Given records:
_____

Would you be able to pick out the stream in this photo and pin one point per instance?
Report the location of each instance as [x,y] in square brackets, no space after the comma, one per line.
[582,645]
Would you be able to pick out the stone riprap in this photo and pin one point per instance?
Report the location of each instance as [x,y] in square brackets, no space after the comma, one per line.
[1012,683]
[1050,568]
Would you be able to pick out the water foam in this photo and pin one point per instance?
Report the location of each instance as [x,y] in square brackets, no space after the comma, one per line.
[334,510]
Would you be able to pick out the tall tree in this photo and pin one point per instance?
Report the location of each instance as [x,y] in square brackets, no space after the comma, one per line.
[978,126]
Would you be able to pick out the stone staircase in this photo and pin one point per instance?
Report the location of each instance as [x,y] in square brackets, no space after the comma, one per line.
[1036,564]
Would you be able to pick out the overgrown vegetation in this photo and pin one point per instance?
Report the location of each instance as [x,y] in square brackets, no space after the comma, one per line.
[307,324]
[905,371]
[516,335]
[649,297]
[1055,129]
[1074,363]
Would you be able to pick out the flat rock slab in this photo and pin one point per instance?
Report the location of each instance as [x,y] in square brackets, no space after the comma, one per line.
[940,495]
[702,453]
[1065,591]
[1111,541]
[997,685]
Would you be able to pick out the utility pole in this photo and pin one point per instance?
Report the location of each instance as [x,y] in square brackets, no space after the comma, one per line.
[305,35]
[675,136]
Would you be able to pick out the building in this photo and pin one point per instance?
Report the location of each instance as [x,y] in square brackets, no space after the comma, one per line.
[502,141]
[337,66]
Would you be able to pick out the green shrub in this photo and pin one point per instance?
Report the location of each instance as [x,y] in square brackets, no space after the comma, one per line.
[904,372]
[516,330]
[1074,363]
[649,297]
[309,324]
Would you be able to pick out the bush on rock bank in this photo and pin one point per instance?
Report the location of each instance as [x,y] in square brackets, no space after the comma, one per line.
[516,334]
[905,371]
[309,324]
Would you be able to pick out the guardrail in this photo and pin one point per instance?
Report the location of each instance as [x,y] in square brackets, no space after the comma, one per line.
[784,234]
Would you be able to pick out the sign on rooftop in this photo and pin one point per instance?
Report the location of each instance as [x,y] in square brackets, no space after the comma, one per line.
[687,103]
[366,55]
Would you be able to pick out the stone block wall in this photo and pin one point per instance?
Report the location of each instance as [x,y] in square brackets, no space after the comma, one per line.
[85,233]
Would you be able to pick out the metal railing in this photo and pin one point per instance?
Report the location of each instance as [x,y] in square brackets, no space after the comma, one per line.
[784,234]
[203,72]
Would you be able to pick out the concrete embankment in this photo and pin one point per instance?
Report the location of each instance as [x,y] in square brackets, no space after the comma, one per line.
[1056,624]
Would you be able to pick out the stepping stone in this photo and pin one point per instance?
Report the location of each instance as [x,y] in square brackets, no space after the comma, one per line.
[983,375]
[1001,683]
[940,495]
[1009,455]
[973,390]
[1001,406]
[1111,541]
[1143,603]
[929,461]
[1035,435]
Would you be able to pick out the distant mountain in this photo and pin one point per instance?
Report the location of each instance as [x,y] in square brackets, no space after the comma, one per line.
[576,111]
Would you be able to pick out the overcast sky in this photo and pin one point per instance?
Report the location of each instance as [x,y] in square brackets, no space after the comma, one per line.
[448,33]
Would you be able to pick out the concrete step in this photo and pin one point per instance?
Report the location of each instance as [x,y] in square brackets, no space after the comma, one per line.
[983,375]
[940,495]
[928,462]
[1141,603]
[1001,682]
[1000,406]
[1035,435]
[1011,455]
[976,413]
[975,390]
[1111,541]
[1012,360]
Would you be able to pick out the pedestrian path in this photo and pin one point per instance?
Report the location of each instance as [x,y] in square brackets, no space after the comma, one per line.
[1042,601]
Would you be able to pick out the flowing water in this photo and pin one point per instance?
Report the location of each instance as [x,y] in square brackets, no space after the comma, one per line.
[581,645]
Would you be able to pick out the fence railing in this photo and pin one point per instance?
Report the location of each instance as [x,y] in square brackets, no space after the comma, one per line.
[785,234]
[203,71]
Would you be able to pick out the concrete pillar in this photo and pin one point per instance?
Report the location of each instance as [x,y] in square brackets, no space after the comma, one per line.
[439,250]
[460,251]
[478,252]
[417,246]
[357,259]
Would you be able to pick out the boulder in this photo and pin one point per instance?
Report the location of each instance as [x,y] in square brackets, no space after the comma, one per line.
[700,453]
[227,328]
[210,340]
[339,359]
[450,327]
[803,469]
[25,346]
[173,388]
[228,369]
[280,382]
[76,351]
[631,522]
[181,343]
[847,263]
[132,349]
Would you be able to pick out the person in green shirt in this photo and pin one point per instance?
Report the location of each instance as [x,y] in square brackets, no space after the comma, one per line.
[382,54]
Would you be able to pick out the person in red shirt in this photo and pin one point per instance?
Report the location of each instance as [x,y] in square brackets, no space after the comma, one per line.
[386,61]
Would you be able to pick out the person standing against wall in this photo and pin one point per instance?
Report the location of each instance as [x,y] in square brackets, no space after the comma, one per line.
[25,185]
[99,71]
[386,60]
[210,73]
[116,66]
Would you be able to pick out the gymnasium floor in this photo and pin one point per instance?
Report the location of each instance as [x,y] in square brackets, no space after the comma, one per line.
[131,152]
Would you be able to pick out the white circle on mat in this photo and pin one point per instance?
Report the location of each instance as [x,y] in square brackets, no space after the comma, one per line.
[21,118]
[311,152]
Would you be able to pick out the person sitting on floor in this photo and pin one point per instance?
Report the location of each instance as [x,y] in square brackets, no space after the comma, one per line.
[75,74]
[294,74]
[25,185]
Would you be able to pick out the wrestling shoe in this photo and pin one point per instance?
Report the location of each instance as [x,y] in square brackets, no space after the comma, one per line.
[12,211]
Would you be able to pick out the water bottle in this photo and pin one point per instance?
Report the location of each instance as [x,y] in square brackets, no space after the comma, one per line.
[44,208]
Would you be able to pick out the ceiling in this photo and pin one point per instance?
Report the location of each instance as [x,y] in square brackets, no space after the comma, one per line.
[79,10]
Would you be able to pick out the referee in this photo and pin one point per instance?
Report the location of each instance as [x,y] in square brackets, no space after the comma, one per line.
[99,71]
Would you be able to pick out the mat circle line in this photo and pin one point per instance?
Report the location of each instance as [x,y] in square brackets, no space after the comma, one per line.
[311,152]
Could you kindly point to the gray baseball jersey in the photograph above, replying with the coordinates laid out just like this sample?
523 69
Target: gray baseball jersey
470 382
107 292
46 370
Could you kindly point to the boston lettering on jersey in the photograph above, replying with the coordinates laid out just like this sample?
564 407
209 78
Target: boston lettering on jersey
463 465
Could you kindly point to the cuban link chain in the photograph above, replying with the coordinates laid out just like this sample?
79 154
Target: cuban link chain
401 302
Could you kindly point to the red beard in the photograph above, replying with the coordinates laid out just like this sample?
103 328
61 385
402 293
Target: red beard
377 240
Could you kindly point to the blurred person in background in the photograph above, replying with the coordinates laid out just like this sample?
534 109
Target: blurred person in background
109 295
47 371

_____

Requirements:
Reproduce the data word for word, starting with the line that contains "Could you kindly point to the red" and going on through the final line of the data.

Answer to the task:
Could you kindly point to the red beard in the photograph above, replying with the coordinates laid out just like this sample?
103 328
61 385
402 293
Target: red beard
377 240
Could you kindly point to the blurred person in background in the photograph above, replying with the coordinates laid out just like this sample?
534 109
Target: blurred person in background
109 295
47 371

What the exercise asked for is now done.